_Text excerpt_
Juan Rodrigo Rojas Avelar (born 9 April 1988 in Fernando de la Mora) is a Paraguayan professional footballer who plays as a midfielder for Club Olimpia.

On 19 July 2015, Paraguayan newspaper ExtraPRESS named Rojas one of the most expensive player in Paraguay.

Career

Olimpia Asunción
Rojas started his career in the youth divisions of Olimpia and made his way to the first team in 2007. He became a regular starter for the team in 2009 scoring many goals and having great performances as a midfielder. Due to his good performances for Olimpia he was called up to the national team by Gerardo Martino. On 11 January 2010, River Plate signed the Paraguayan attacking midfielder on loan from Olimpia. He is a great midfielder with a strong personality and so he was recommended by Martino and Gregorio Perez.

River Plate
He made his River debut against the all time rival, Boca Juniors. While it was only a friendly pre-season match, Boca played with their usual starters. River, however, gave playing time to mostly youth talent along with veteran captain Matias Almeyda. Rojas' first half strike from just outside the box opened up what would be a 3–1 win over its archrivals.

_Task statement_
Reproduce the passage on Juan Rodrigo Rojas from "Olimpia Asunción" to "and Gregorio Perez.", swapping "midfielder" for "playmaker".

_Stored data_
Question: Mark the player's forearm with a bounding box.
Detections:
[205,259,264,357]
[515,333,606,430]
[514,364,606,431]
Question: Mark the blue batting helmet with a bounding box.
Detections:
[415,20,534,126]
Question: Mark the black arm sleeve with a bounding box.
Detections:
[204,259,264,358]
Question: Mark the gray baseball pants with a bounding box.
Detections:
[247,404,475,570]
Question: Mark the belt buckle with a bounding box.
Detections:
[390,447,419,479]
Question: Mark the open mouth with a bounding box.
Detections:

==

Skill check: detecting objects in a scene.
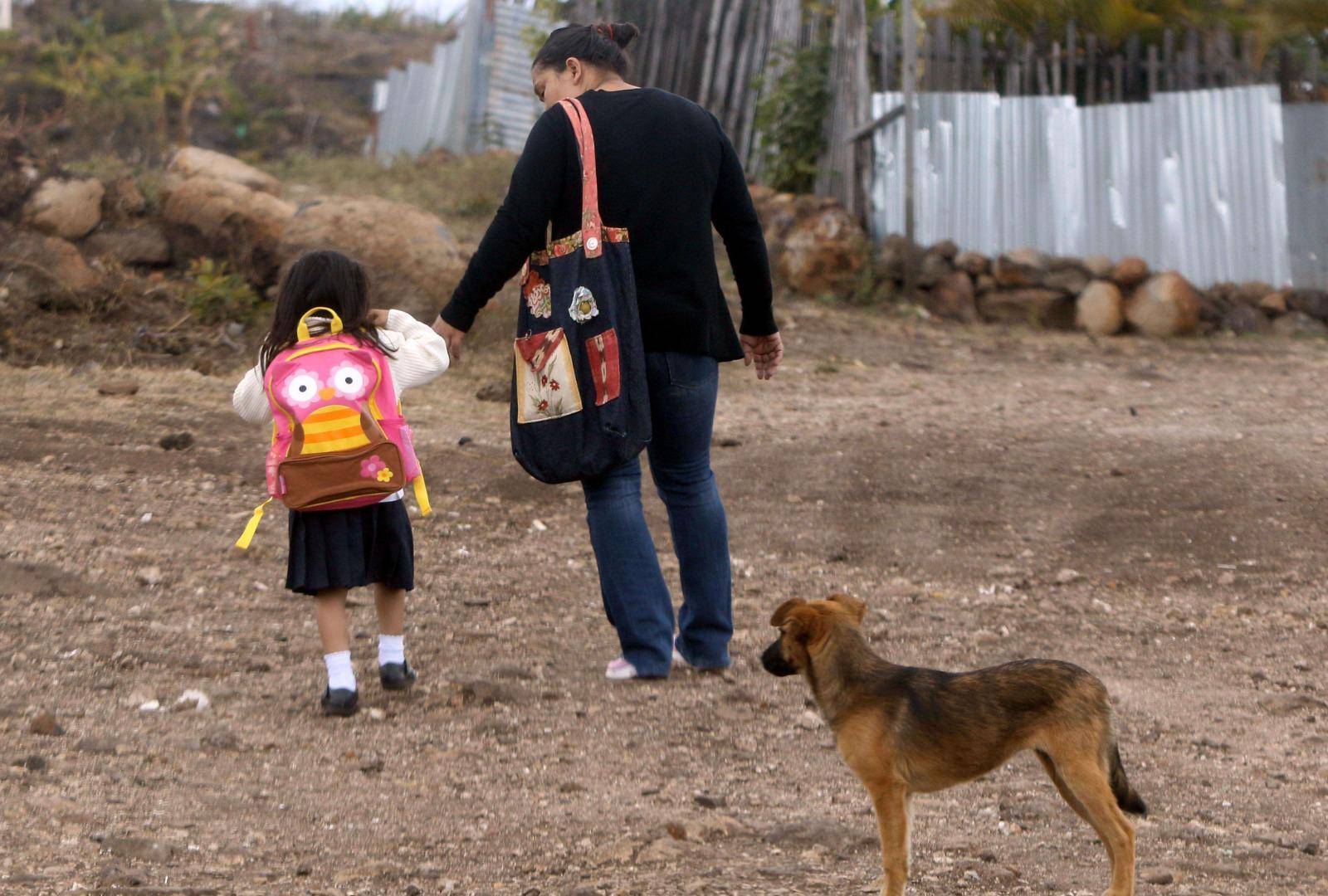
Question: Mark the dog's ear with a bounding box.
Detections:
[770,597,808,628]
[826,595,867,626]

_Exercise output_
Olimpia Asunción
Rojas started his career in the youth divisions of Olimpia and made his way to the first team in 2007. He became a regular starter for the team in 2009 scoring many goals and having great performances as a playmaker. Due to his good performances for Olimpia he was called up to the national team by Gerardo Martino. On 11 January 2010, River Plate signed the Paraguayan attacking playmaker on loan from Olimpia. He is a great playmaker with a strong personality and so he was recommended by Martino and Gregorio Perez.